[MATERIALS PROVIDED start]
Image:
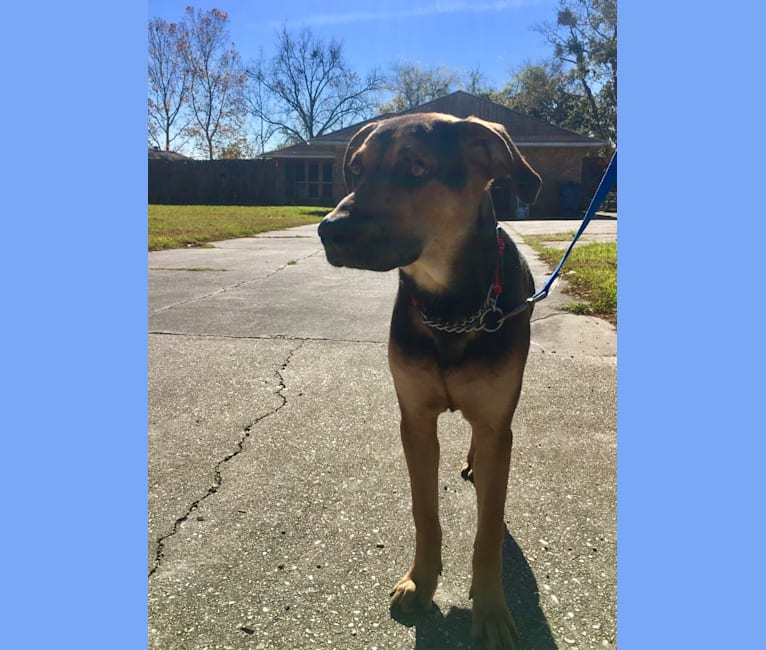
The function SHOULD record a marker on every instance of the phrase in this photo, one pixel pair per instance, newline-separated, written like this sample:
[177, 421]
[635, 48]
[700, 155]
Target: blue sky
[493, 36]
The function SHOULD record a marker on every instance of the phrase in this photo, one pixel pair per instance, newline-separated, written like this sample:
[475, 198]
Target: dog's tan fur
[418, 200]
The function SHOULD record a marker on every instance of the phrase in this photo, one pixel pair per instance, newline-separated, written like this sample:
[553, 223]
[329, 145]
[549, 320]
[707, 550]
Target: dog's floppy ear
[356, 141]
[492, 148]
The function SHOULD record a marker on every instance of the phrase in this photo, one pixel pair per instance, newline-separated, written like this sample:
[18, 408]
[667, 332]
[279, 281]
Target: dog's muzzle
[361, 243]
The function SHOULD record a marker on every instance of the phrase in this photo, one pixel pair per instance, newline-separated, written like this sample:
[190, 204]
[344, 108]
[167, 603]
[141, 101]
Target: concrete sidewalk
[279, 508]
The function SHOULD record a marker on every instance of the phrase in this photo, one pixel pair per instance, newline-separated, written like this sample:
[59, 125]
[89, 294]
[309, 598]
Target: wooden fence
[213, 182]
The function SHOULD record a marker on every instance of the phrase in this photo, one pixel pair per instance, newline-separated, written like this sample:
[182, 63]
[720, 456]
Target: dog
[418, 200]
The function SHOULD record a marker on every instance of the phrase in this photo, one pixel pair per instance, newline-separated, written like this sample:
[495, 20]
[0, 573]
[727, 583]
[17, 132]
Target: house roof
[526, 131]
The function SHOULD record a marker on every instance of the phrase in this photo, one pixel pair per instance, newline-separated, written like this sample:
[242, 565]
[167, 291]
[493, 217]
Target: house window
[MATERIALS PROVIDED end]
• _WHAT YOU HAVE TO DO_: Extract each line of the entries above that contains the string "Target", matching uppercase and lowercase exactly.

• _TASK RESULT_:
Target: blue sky
Target: dog's tan fur
Target: dog's floppy ear
Target: dog's muzzle
Target: concrete sidewalk
Target: wooden fence
Target: dog
Target: house roof
Target: house window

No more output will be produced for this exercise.